▸ **Schriftliche Aufgabe**
Kopiere aus den folgenden Datensätzen die Zeilen ohne jede Änderung: Beginne bei der Zeile mit „For the evaluation set, tag every instance of the egret's“ und ende nach der Zeile mit „[[121, 116]]“, beide eingeschlossen.

▸ **Eingabedaten**
- - -

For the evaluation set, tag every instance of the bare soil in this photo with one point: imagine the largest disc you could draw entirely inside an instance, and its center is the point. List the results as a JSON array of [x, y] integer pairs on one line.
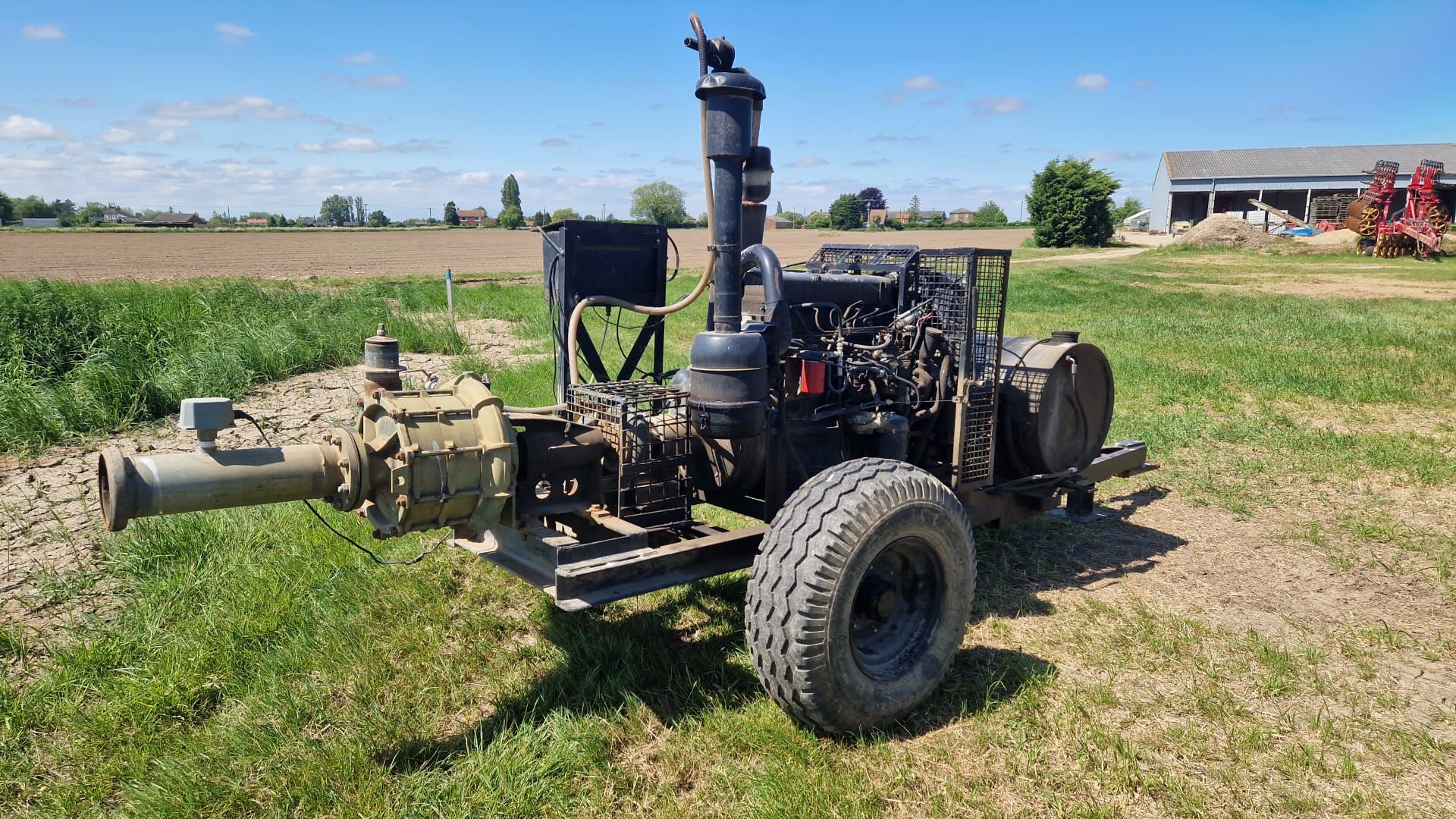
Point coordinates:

- - -

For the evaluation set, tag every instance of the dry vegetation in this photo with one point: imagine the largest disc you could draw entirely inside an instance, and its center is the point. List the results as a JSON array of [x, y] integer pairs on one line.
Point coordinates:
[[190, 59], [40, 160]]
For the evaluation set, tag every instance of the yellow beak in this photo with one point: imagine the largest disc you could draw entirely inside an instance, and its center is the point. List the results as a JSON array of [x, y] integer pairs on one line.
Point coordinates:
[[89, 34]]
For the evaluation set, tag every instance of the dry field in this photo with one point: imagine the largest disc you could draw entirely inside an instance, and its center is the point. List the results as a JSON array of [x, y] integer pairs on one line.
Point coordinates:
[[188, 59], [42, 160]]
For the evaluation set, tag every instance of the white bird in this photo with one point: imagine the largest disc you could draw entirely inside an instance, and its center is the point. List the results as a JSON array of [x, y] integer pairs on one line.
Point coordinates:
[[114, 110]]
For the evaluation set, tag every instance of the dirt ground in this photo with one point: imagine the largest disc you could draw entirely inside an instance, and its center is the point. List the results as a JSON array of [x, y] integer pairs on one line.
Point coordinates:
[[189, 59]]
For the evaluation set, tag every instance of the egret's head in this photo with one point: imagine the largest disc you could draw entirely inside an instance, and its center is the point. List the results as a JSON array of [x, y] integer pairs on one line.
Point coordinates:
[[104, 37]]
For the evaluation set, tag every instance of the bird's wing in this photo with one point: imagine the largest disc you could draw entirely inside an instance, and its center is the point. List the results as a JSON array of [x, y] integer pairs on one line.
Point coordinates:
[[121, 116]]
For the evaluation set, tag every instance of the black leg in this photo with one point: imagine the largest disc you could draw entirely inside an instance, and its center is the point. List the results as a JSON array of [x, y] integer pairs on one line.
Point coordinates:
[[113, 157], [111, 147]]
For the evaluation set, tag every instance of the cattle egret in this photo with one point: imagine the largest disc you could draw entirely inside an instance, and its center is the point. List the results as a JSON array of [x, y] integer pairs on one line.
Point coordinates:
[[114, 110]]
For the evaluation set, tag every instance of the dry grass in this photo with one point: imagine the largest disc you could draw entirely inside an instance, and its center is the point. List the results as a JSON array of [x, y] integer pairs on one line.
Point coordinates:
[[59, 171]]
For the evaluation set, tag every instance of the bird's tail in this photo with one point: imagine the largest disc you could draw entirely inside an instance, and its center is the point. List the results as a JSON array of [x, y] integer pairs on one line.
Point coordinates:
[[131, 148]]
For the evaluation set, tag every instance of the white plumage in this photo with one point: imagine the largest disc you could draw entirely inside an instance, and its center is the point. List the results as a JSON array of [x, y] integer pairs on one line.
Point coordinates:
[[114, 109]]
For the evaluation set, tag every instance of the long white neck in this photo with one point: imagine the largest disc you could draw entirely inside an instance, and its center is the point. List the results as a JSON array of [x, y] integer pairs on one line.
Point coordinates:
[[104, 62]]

- - -

▸ **Ergebnis**
For the evaluation set, tag every instance of the egret's head in this photo with one point: imagine the largest disc you could draw entirely inside an instance, and its center is the point. List the results as a JSON array of [x, y] integer pairs on one line.
Point coordinates:
[[104, 37]]
For the evaluation set, tag every instance of the bird's wing in this photo with one point: imagine the largest disc you could draw entirely inside an instance, and its center is the point. List the results as a JSON array of [x, y] integer pairs on one line.
Point coordinates:
[[121, 116]]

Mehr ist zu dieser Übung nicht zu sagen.